- [EXERCISE TASK 1]: From the passage on Lincoln's early time in Congress, return the text starting at "Lincoln quickly made" and ending at "her relatives lived.", copied without changes.
- [EXERCISE TASK 2]: According to the passage on Lincoln's early time in Congress, what name was given to the Washington boarding house where Lincoln lived?

- [GIVEN TEXT]:
In the mid-18thCentury, Congress did not convene until more than a year after its members were elected, meaning that while Lincoln was now a Congressman, he would not take his seat in Washington until December 1847. He spent the first year of his term Illinois, trying cases, promoting railroads and traveling to a convention in Chicago to protest Polk’s veto of an infrastructure appropriation bill.

News of great victories began coming back from Mexico, including at Buena Vista, where former Congressman Hardin had been killed. But the national unity that had accompanied the opening of hostilities was fraying. Whigs raised doubts about whether the war wasn’t just a ploy by the pro-slavery Polk to add more territory which would inevitably become slave states. It had already happened with the annexation of Texas the year before. Congress stopped the “Wilmot Proviso,” an amendment by Pennsylvania Congressman David Wilmot which would have prohibited slavery in any new territory acquired by the war. Lincoln said little about the issue of slavery either as a candidate or during his first year as a Congressman, in much contrast to speeches just a few years later.

An image from 1880 of the row of houses where Mrs. Sprigg’s
boardinghouse was located in Washington, D.C.
Amidst this backdrop, Congressman Lincoln, his wife Mary and their two sons, Robert and Eddie, moved into a room on the second floor of Ann Spriggs’ boarding house in Washington, just east of the Capitol where the Library of Congress stands today. The city of 40,000 residents (including 2000 slaves) was very different then as compared to today. The Capitol building had yet to acquire its dome, the Washington Monument was still on the drawing board, and the White House backed up to a swamp which reached all the way to the Potomac. At night, Pennsylvania Avenue was the only street lit with oil lamps, which were extinguished on nights Congress was not in session.

Lincoln quickly made friends at Spriggs’ boarding house, which was so well-populated with anti-slavery Whigs that it was named “Abolition House.” The rugged westerner’s humorous storytelling skills were soon in demand. Another boarder, Dr. Samuel Busey, remembered how Lincoln would “lay down his knife and fork, place his elbows upon the table, rest his face between his hands, and begin with the words, ‘that reminds me,’ and proceed. Everybody prepared for the explosions sure to follow.”

Lincoln was not interested in the alcohol-soaked parties that could be found throughout the capital. He instead confined his activities to attendance at afternoon concerts by the Marine band, games of bowling, and swapping stories. Mary Lincoln found the capital to be a bore, and within a few months she and the boys had left for Kentucky where her relatives lived.

When Congress finally convened, the freshman from Illinois found himself relegated to a seat in the back row, far behind Adams, the former President who had returned to Congress for his final years. His first floor speech called for “internal improvements,” or infrastructure, without borrowing money to pay for them. But Congress wasn’t interested in the issue.

Early in the Congressional session, the members heard a message from President Polk which blamed the war on Mexico. Lincoln did not care for the speech. He called it, “the half-insane mumbling of a fever dream,” and went on to call Polk, “a bewildered, confounded and miserably perplexed man.” A resolution was introduced supporting of the President, and calling for a more punitive peace agreement with Mexico. Lincoln opposed it. In January 1848 Lincoln would step forward and offer what came to be known as his “spot resolution.”

- [DATASET CONTENT]:
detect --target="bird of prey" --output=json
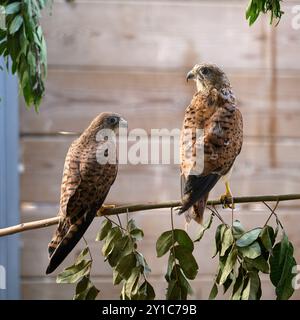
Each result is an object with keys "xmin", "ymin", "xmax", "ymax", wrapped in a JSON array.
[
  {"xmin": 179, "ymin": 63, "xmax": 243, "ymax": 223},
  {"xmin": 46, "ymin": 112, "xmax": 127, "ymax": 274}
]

- [WORKED SOLUTION 1]:
Lincoln quickly made friends at Spriggs’ boarding house, which was so well-populated with anti-slavery Whigs that it was named “Abolition House.” The rugged westerner’s humorous storytelling skills were soon in demand. Another boarder, Dr. Samuel Busey, remembered how Lincoln would “lay down his knife and fork, place his elbows upon the table, rest his face between his hands, and begin with the words, ‘that reminds me,’ and proceed. Everybody prepared for the explosions sure to follow.”

Lincoln was not interested in the alcohol-soaked parties that could be found throughout the capital. He instead confined his activities to attendance at afternoon concerts by the Marine band, games of bowling, and swapping stories. Mary Lincoln found the capital to be a bore, and within a few months she and the boys had left for Kentucky where her relatives lived.

- [WORKED SOLUTION 2]: "Abolition House"